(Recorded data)
┌──

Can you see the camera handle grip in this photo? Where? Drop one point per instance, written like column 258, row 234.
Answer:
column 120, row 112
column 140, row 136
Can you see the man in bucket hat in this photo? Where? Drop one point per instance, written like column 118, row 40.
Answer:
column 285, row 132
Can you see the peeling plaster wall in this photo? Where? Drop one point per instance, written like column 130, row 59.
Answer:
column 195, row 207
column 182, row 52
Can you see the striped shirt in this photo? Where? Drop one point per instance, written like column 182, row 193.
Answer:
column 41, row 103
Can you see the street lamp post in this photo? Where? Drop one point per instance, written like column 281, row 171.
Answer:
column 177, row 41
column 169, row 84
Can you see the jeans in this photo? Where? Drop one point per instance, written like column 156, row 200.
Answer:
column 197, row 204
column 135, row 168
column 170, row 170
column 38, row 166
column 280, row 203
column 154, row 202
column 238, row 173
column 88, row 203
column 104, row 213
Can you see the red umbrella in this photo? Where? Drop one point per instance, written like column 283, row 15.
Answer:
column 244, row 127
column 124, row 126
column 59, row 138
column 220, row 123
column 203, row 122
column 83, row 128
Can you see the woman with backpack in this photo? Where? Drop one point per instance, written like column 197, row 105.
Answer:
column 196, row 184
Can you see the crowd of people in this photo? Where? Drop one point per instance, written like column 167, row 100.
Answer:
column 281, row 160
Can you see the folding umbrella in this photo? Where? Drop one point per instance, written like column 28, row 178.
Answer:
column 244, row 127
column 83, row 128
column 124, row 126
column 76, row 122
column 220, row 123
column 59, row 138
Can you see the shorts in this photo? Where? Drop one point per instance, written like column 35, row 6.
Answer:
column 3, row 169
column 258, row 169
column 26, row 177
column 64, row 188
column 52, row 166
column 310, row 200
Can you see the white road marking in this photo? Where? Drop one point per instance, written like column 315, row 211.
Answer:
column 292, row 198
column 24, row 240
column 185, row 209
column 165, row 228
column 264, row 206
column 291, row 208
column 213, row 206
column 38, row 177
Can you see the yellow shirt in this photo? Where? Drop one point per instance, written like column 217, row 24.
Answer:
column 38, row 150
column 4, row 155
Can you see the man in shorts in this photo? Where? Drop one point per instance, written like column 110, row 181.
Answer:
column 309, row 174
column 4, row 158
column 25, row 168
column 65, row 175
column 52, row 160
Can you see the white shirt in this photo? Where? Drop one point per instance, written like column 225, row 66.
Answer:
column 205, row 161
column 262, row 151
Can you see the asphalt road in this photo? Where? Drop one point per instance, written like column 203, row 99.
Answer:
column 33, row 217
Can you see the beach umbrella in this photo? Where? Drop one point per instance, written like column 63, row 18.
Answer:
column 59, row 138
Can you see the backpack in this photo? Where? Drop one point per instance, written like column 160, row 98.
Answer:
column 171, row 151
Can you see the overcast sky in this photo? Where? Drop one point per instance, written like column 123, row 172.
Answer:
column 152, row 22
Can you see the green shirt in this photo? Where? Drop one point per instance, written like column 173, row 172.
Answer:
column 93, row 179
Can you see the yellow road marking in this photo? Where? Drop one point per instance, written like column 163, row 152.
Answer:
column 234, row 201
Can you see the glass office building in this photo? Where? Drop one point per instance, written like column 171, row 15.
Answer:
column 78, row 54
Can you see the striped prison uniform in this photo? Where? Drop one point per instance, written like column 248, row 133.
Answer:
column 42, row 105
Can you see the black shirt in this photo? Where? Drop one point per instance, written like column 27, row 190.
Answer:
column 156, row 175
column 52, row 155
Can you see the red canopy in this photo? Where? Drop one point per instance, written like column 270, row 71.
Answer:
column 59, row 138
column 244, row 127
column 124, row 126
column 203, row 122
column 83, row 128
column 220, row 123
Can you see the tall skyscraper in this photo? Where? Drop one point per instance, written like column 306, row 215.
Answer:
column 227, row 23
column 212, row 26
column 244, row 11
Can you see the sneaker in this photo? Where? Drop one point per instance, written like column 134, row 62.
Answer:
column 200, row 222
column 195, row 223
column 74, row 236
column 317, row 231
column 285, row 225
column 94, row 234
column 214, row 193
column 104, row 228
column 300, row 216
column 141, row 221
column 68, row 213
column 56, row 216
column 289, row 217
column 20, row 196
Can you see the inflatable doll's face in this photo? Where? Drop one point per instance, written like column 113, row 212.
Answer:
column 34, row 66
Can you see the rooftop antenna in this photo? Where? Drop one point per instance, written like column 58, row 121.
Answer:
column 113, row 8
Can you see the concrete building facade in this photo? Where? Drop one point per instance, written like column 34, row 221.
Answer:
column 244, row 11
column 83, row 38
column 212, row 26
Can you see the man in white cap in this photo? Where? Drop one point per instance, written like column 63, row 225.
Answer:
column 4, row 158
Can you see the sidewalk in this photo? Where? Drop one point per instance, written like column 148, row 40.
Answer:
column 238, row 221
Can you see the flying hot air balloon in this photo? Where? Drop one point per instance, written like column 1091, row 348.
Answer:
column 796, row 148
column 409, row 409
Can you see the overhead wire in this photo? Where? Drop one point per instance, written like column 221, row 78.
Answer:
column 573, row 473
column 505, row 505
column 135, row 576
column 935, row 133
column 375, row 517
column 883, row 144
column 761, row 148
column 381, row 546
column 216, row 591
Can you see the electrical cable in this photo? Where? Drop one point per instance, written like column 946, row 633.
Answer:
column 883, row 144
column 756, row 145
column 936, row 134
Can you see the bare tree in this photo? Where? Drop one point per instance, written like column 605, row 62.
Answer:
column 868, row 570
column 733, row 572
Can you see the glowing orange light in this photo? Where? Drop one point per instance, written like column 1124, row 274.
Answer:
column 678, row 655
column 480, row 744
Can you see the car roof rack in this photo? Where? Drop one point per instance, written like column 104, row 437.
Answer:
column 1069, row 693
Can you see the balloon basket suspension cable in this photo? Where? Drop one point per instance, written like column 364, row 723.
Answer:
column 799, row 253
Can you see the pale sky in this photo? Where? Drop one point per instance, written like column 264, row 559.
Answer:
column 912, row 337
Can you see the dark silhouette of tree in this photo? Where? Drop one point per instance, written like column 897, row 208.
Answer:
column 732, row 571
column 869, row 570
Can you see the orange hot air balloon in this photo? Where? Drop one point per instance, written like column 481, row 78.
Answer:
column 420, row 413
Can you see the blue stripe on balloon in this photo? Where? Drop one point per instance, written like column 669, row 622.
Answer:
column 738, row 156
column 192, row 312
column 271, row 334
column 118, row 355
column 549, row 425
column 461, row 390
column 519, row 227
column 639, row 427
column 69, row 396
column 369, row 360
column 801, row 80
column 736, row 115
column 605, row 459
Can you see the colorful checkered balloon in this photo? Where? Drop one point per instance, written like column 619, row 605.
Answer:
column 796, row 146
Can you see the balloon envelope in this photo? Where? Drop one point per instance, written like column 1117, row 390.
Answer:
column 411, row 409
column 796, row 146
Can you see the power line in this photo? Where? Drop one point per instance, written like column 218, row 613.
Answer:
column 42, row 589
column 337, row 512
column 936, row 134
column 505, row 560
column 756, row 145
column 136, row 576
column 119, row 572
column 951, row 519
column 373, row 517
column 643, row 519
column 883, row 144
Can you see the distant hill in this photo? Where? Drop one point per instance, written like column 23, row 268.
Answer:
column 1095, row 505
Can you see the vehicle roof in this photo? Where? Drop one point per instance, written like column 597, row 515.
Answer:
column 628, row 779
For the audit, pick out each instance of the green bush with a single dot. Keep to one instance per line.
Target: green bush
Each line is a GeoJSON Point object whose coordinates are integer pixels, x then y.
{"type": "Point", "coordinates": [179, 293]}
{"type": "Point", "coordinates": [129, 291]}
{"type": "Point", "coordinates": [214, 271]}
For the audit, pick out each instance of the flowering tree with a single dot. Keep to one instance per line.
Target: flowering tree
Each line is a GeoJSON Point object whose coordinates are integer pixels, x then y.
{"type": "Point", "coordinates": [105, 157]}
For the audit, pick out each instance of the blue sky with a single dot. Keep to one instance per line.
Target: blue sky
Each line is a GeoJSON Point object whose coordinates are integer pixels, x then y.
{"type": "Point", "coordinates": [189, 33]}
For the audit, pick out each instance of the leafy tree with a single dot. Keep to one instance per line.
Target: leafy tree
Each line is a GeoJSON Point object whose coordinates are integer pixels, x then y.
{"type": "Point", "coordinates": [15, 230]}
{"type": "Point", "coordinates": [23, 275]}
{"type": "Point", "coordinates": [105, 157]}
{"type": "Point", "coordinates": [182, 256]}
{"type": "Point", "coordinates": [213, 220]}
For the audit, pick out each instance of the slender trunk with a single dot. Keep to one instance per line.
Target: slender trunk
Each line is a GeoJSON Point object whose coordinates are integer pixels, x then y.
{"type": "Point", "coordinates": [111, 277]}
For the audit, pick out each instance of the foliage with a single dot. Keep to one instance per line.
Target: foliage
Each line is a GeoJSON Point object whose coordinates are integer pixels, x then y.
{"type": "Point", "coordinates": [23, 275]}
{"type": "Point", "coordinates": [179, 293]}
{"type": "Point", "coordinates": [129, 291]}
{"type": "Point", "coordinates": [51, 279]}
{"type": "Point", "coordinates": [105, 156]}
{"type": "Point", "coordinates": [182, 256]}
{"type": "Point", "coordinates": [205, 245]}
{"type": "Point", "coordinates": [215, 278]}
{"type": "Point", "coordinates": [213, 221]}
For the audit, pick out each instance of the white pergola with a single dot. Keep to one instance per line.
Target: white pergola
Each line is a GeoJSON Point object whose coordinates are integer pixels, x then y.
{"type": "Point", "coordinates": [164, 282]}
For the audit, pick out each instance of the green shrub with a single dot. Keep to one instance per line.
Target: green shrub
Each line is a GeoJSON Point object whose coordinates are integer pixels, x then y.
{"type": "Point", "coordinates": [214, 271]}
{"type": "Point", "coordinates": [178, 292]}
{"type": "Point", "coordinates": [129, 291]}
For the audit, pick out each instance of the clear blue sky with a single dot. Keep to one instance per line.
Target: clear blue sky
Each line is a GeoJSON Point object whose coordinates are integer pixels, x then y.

└──

» DIRECTIONS FOR THIS TASK
Copy the rows above word for word, everything from the line containing "Can you see the blue" down to the line containing "column 519, row 227", both of those lines included.

» ANSWER IN FULL
Can you see the blue stripe on balloon in this photo? Where? Drop one point per instance, written like column 669, row 622.
Answer:
column 738, row 156
column 192, row 312
column 271, row 334
column 118, row 355
column 549, row 425
column 461, row 390
column 519, row 227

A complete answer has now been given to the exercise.